***** Extract
Singapore’s blue chip stocks are often known for their dividends.
Earlier, we shared that the attractive dividend yield of Singapore stocks makes the market still worth looking out for.
As the Singapore stock market remains close to all-time highs, we have seen several blue chip stocks and small and mid cap stocks performing well over the past few months.
In our recent Beansprout community webinar, I received questions about which sectors or parts of the market could continue to do well from here.
In this article, we highlight three themes we are watching closely and what they could mean for investors looking at the Singapore stock market.

3 Key structural themes for the Singapore Market
We see three structural themes shaping the Singapore market over the next few years: energy and food security, AI and data centre growth, and continued government spending.
These are not short-term cyclical drivers. They are longer-term shifts backed by government support and real economic needs.
Together, they reflect how Singapore is positioning itself for resilience and growth through securing essential resources, building digital infrastructure for the AI era, and continuing to invest heavily in the economy through public spending.
**********
***** Given data
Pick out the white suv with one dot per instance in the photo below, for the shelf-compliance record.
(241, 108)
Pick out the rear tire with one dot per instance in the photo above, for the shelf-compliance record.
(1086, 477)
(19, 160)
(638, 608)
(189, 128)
**********
=== Parts of the exercise ===
- A) How would this sentence from the Singapore market article read in Spanish: "Singapore’s blue chip stocks are often known for their dividends"?
- B) Can you reproduce the passage of the Singapore market article that begins at the words "In this article, we" and stops after "real economic needs."?

=== Written responses ===
- A) Las acciones de primera línea de Singapur suelen ser conocidas por sus dividendos.

- B)
In this article, we highlight three themes we are watching closely and what they could mean for investors looking at the Singapore stock market.

3 Key structural themes for the Singapore Market
We see three structural themes shaping the Singapore market over the next few years: energy and food security, AI and data centre growth, and continued government spending.
These are not short-term cyclical drivers. They are longer-term shifts backed by government support and real economic needs.